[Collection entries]
_____

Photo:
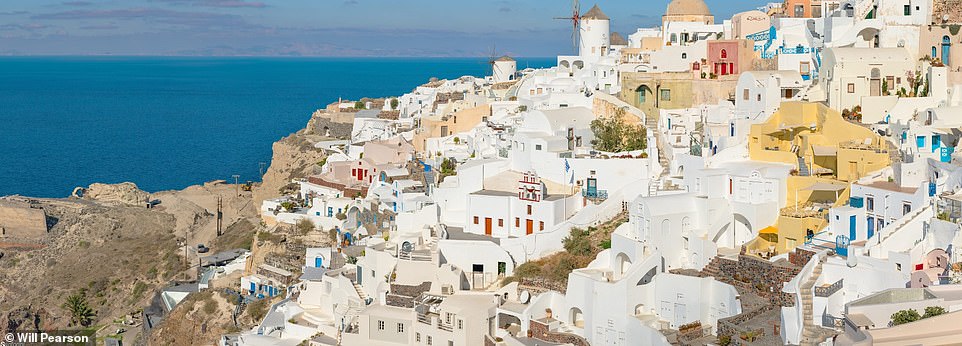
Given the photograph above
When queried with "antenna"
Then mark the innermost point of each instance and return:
(575, 23)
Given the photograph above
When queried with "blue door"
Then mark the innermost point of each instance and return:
(851, 227)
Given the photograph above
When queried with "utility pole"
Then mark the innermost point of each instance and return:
(236, 183)
(220, 215)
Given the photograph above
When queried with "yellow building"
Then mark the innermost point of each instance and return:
(442, 126)
(828, 153)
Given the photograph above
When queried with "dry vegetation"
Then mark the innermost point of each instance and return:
(581, 247)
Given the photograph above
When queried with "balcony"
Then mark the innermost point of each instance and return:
(828, 291)
(594, 195)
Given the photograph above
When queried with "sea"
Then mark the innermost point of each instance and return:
(166, 123)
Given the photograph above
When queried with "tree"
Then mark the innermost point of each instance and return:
(614, 134)
(933, 311)
(80, 313)
(905, 316)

_____

- [WHAT IS EXPECTED] Give the entries again exactly. Pictures stay out.

- [SOLUTION]
Photo:
Given the photograph above
When queried with "antenna"
Then mark the innermost point of each instance and return:
(575, 23)
Given the photograph above
When queried with "blue door"
Then mark the innermost point of each instance and return:
(851, 227)
Given the photograph above
When queried with "utility pole"
Then mark the innermost point of each instance and return:
(236, 183)
(220, 215)
Given the photograph above
When queried with "yellow building"
Then mark the innermost point of each instance and return:
(442, 126)
(828, 153)
Given the photograph above
When queried with "dry vegetation"
Then mark the innermost point of each instance and return:
(581, 247)
Given the photograph above
When queried with "balcony"
Then mark the innermost point of each instance and return:
(828, 291)
(594, 195)
Given the photograph above
When queried with "sea"
Then mark the innermost point of each instance and return:
(166, 123)
Given the photograph above
When queried with "tree"
Then mark the innermost point of each instance and return:
(614, 134)
(933, 311)
(80, 313)
(905, 316)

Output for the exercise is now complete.